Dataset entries
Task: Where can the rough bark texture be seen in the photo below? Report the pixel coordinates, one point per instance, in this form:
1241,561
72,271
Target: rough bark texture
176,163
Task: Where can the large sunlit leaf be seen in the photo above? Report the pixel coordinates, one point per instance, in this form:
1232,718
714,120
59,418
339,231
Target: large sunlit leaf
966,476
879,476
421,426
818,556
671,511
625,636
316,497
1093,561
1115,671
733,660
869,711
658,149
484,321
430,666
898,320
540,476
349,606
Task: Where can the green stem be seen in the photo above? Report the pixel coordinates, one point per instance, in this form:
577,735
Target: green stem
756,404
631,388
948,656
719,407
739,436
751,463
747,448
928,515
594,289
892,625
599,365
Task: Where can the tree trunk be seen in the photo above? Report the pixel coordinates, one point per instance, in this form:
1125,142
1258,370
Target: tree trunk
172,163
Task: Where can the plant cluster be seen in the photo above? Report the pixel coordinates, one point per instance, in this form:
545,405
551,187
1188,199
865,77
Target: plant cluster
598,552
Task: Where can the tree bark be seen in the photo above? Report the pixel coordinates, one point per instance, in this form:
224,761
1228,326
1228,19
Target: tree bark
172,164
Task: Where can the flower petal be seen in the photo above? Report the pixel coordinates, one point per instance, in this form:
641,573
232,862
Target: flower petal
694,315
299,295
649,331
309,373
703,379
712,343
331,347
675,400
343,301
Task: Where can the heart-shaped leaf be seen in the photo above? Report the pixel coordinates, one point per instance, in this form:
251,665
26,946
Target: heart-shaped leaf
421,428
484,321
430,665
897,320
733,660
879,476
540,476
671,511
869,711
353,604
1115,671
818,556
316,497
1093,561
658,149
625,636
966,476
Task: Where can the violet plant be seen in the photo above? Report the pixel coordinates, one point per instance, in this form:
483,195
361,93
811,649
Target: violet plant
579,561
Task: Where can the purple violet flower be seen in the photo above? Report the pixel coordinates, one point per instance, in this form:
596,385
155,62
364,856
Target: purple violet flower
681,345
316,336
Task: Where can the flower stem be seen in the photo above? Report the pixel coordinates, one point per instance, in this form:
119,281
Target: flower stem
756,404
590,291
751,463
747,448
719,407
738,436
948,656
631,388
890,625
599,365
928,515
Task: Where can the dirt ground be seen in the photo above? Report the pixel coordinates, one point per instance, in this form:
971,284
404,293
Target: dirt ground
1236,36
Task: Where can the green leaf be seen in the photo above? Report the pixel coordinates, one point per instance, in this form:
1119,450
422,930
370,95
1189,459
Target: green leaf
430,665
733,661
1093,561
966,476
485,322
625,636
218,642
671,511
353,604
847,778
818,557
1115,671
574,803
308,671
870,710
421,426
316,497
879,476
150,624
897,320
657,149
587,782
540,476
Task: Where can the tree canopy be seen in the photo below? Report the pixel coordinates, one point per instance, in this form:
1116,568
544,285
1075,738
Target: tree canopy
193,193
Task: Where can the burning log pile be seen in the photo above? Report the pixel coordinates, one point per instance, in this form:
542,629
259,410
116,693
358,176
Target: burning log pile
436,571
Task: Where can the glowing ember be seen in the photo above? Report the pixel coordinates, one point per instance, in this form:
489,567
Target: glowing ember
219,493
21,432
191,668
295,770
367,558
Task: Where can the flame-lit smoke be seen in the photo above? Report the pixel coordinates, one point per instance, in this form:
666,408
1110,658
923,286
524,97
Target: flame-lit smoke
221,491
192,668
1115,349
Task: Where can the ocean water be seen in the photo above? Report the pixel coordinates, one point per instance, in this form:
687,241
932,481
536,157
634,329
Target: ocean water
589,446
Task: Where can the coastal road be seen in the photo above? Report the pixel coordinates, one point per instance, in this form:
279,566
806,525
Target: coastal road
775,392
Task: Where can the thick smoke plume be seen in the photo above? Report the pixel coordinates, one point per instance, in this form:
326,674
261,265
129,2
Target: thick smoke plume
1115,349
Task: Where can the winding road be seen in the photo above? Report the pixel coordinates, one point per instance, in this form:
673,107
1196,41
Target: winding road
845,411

_Task_:
Nothing should be dropped or changed, so repeat all of the entries exactly.

_Output for this task_:
Task: Where can the rough bark texture be seen in the photo below? Report the pixel coordinates, one point per instance, in this form:
1241,561
72,271
Target: rough bark texture
176,163
Task: Where can the large sunlit leaf be seen in the photo above? Report the pixel coordinates, one point per instance, in this form:
1232,718
714,120
59,418
339,231
Target: large sunlit leaf
966,476
879,476
421,426
818,556
671,511
625,636
316,497
1093,561
1115,671
733,660
869,711
658,149
484,321
430,666
898,320
540,476
349,606
Task: Where can the green stem be seen in the photo above? Report the pixel coordinates, one point per instance, in this form:
577,735
Target: green stem
756,404
631,388
948,656
719,407
739,436
751,463
747,448
928,515
594,289
892,625
599,365
Task: Where can the tree trunk be seen in the photo above? Report the pixel coordinates, one point per instance, in this form:
1125,142
1258,370
Target: tree trunk
172,163
Task: Where can the plant cluster be seen in the photo above? Report the pixel coordinates, one point per instance, in this form:
545,405
551,187
1188,199
865,77
Target: plant cluster
598,552
Task: Where can the tree bark be seen in the photo above? Report the pixel coordinates, one point per instance, in this form:
224,761
1228,326
1228,19
Target: tree bark
172,164
Task: Where can the flower petal be seen in the photo above? Report the pixel coordinates, one point per instance, in this form:
641,573
232,862
Target: flower petal
694,315
299,295
649,331
309,373
703,379
712,343
331,347
675,400
343,301
Task: Where can the heart-shaped leaf be seen in the photo above? Report the pixel coordinates, one point per instance, in this form:
251,665
26,946
Target: heart-shaped leaf
421,428
484,321
430,665
897,320
733,660
879,476
540,476
671,511
869,711
353,604
1115,671
818,556
316,497
1093,561
658,149
625,636
966,476
Task: Where can the violet plant be seen in the photo above? Report the pixel coordinates, one point per instance, in this form:
483,195
361,93
811,649
Target: violet plant
579,561
Task: Where can the purple violet flower be seen in the photo above? Report the pixel coordinates, one point per instance, in this form:
596,385
155,62
364,856
Target: purple violet flower
681,345
316,336
Task: Where can the flower stem be seen in the photo above? Report the pixel coordinates, one point per instance, in this form:
119,281
Target: flower stem
756,404
590,291
751,463
747,448
719,407
738,436
948,656
631,388
890,625
599,365
928,515
Task: Where can the dirt ground be seen in the photo above? Report the pixel coordinates, one point per instance, in this form:
971,284
404,293
Target: dirt ground
1236,36
Task: Where can the green leaf be seen in the photo above? Report the pixel coordinates, one point per instance, in this form:
1119,450
422,930
370,95
1189,459
Target: green leaf
430,665
733,661
1093,561
966,476
485,322
625,636
218,642
671,511
353,604
847,778
818,557
1115,671
574,803
308,671
870,710
421,426
316,497
879,476
150,624
897,320
657,149
587,782
540,476
Task: Where can the tree canopy be seen in the photo below? Report the pixel coordinates, one point per instance, in this form:
1116,568
544,285
1075,738
Target: tree canopy
193,193
Task: Where can the burning log pile be seen in the photo above? Report the pixel coordinates, one point per instance, in this form:
542,629
259,410
116,693
358,176
Target: burning log pile
436,571
Task: Where can the glowing ember be seen in the photo above? Report the pixel coordinates, one point per instance, in this form:
489,567
Target: glowing ember
219,493
21,432
191,668
295,770
367,558
Task: Where can the flame-lit smoke be seen in the photo above? Report the pixel coordinates, one point per instance, in this form:
666,408
1110,658
923,286
524,97
Target: flame-lit smoke
221,491
192,668
1115,349
Task: Where can the ocean water be seen in the photo above? Report the pixel coordinates, one point per instance, in this form:
687,241
932,481
536,157
634,329
Target: ocean water
589,446
Task: Where can the coastal road be seen in the photo above? Report the pixel coordinates, one point per instance, in this form:
279,566
806,525
Target: coastal road
775,392
Task: Where can the thick smoke plume be seen in the photo above? Report the pixel coordinates, one point per instance, in this form:
326,674
261,265
129,2
Target: thick smoke plume
1115,349
Task: Where can the winding road be seen in the photo above? Report the pixel coordinates, one point per instance, in this form:
673,107
1196,41
Target: winding road
845,411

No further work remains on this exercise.